TASK OBJECTIVE:
Each line of the data needs to be transcribed exactly.

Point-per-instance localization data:
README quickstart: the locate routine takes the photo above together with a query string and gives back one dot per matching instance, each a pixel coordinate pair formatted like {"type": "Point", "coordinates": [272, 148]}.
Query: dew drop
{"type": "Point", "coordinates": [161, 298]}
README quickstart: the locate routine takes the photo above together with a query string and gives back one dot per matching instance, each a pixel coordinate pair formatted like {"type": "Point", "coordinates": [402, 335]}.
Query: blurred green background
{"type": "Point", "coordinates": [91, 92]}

ANSWER SPACE:
README quickstart: the locate routine takes the photo above together with a query string and gives back one dot per matching instance, each a pixel coordinate pair formatted like {"type": "Point", "coordinates": [272, 148]}.
Query: dew drop
{"type": "Point", "coordinates": [161, 298]}
README quickstart: the locate routine takes the photo above together with a query string and gives back one dot per matching instance, each a pixel coordinate pair formatted like {"type": "Point", "coordinates": [402, 335]}.
Query: blurred green background
{"type": "Point", "coordinates": [91, 92]}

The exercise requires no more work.